Segment Start: EXERCISE MATERIALS
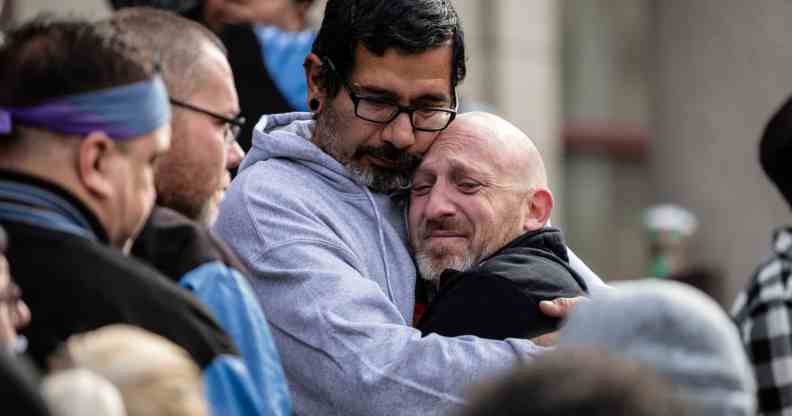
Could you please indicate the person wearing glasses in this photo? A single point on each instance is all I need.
(190, 180)
(317, 213)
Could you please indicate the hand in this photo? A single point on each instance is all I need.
(560, 307)
(549, 339)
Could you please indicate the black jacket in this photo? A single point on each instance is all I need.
(75, 283)
(499, 298)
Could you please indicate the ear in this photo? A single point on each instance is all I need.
(313, 77)
(94, 162)
(537, 209)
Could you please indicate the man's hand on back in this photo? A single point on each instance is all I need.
(556, 308)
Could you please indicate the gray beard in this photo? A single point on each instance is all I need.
(430, 268)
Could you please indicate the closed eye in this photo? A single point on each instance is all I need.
(420, 190)
(469, 187)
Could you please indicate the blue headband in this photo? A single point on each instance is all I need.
(122, 112)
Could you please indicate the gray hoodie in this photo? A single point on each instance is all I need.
(680, 332)
(333, 274)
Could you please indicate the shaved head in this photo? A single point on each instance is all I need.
(515, 152)
(481, 185)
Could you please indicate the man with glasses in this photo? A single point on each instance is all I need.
(190, 180)
(317, 215)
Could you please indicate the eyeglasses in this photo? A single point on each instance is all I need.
(232, 125)
(381, 111)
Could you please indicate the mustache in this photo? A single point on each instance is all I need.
(402, 159)
(443, 223)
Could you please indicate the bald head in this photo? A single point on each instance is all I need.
(505, 147)
(481, 185)
(183, 46)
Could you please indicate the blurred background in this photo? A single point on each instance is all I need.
(633, 103)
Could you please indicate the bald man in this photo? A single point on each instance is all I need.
(479, 208)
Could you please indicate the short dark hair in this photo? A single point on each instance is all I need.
(572, 381)
(775, 150)
(411, 26)
(49, 58)
(177, 40)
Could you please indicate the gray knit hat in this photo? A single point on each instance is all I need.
(678, 330)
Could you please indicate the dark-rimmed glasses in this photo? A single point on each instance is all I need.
(233, 125)
(378, 110)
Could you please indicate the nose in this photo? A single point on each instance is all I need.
(234, 155)
(439, 203)
(399, 132)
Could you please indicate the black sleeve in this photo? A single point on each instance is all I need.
(489, 305)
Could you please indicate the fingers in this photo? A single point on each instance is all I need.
(560, 307)
(547, 340)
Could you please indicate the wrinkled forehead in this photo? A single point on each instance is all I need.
(464, 149)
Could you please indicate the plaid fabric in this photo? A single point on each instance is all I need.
(763, 314)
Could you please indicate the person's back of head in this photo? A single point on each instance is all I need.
(154, 376)
(678, 331)
(83, 108)
(192, 177)
(178, 43)
(78, 392)
(775, 150)
(408, 27)
(577, 382)
(49, 58)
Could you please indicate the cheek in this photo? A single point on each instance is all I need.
(414, 215)
(423, 141)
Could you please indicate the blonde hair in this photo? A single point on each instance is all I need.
(155, 376)
(79, 391)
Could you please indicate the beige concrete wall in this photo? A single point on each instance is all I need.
(720, 67)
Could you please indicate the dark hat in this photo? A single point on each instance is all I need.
(775, 150)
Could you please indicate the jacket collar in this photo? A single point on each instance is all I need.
(37, 201)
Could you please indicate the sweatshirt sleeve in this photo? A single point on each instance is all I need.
(345, 347)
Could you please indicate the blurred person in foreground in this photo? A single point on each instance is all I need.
(585, 382)
(479, 206)
(680, 333)
(84, 117)
(311, 213)
(190, 180)
(154, 376)
(267, 42)
(763, 311)
(79, 392)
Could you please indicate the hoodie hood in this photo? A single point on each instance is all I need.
(680, 332)
(288, 136)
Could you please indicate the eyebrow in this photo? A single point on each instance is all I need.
(390, 95)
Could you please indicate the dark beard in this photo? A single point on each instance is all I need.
(378, 179)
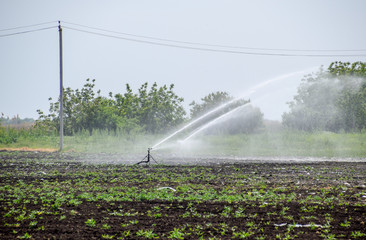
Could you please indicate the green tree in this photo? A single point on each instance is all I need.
(156, 110)
(330, 100)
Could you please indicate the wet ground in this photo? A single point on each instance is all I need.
(106, 196)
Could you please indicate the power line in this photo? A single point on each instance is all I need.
(29, 31)
(192, 45)
(212, 49)
(28, 26)
(215, 45)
Segment End: EXERCISE MATERIALS
Please copy the data shown above word for word, omitting the pictures.

Could you please indicate the person wearing glasses in this photo? A single point on each instance is all I need.
(190, 180)
(317, 213)
Could you please indicate the hand in this photo? A single point on each instance is all I need.
(560, 307)
(549, 339)
Could you please indicate the black jacket in this photo? A single point on each instance is all I need.
(75, 283)
(499, 298)
Could you please indicate the ear in this photo? A single point on each instance is all I need.
(313, 77)
(94, 162)
(537, 209)
Could you please indicate the man's hand on back in this photo? A single point on each instance is all I need.
(556, 308)
Could you please indicate the gray beard in this photo? A single point on each instance is all I need.
(430, 268)
Could you please indicate the closed eye in this photo? A single point on each instance is all I need.
(420, 190)
(469, 187)
Could you please indicate the blue headband in this photo? A single point on each instance is all I need.
(122, 112)
Could you please indicate the gray hoodie in this photo? A single point on each instance is all I need.
(680, 332)
(333, 274)
Could you please indicate the shaved head in this photo? A single point on each instance is all I need.
(515, 152)
(481, 185)
Could you please indicate the man with glasses in this photo? A single point on each instance is all I need.
(190, 180)
(317, 215)
Could you please indicate the eyeglasses in this photo? A single point on each instance is all I need.
(232, 125)
(381, 111)
Could you please indicate the mustache in this photo? A single point on each instance is all I need.
(402, 159)
(443, 223)
Could you please indicate the bald head in this photo? A single point on each instance is all I need.
(505, 147)
(481, 185)
(183, 46)
Could you please indicate the blurred background in this photo? A single point on each instance is all I need.
(633, 103)
Could you please indicate the bald man in this photo? A single point on each instance is all I need.
(479, 208)
Could you please indicate the short dark hair in this photo? A single point on each instance is all I need.
(572, 381)
(775, 150)
(411, 26)
(49, 58)
(177, 40)
Could you please indicate the gray knit hat in this photo? A single point on each instance is all I need.
(678, 330)
Could you please indicate the dark-rimmed glasses in this photo? A single point on each instance is all I need.
(233, 125)
(378, 110)
Could you please indicate the nose in this photo? A single point on each instance is all I need.
(234, 155)
(439, 203)
(399, 132)
Could you please indicate the black sleeve in this photo? A single point on each instance is all I need.
(489, 305)
Could you please indicate the fingers in this photo? A single point on each instance is all I need.
(560, 307)
(547, 340)
Could you please indicate the wrinkled forehead in this photo? A single point on each instance is all I need.
(464, 149)
Could you please indicate the plaid fabric in this photo? A single point on each instance is all I need.
(763, 314)
Could you please indicate the person's back of head in this photo? A single point on each instance is all I need.
(154, 376)
(678, 331)
(83, 108)
(192, 177)
(178, 43)
(78, 392)
(775, 150)
(408, 27)
(577, 382)
(49, 58)
Could you please indicate the cheek in this photo? A single point on each instance is all I need.
(414, 215)
(423, 141)
Could you please indicate the blonde hair in this photo? A single point on each instance is all I need.
(155, 376)
(79, 391)
Could you please indicate the beige concrete wall in this photo? A single point on each instance is all I need.
(720, 67)
Could you please indicate the dark hat in this photo? A single point on each instance is all I need.
(775, 150)
Could you please indicate the jacket collar in this photo? A single point on each instance is all I need.
(37, 201)
Could you please indicate the sweatshirt sleeve in this photo? A single point on each instance is all I need.
(345, 347)
Could you please indicate the blurred person in foreground in this photo? A single point on each instance is all I need.
(585, 382)
(479, 206)
(680, 333)
(84, 117)
(311, 213)
(190, 180)
(154, 376)
(267, 42)
(763, 311)
(79, 392)
Could you please indicate the hoodie hood in this photo? A single point on each instance is all I need.
(680, 332)
(288, 136)
Could you please indicate the eyebrow in this photo? A single point on each instance is all I need.
(390, 95)
Could you please indicate the dark beard in this photo? A single point on each instance is all I need.
(378, 179)
Could you please indicate the green tree in this photo? A single point on each instance is all I need.
(156, 110)
(330, 100)
Could you please indicate the wet ground in this photo? A single point on each instance is all I need.
(106, 196)
Could you please indicate the power line in this photo? A single point on each instance is all I need.
(29, 31)
(192, 45)
(212, 49)
(28, 26)
(215, 45)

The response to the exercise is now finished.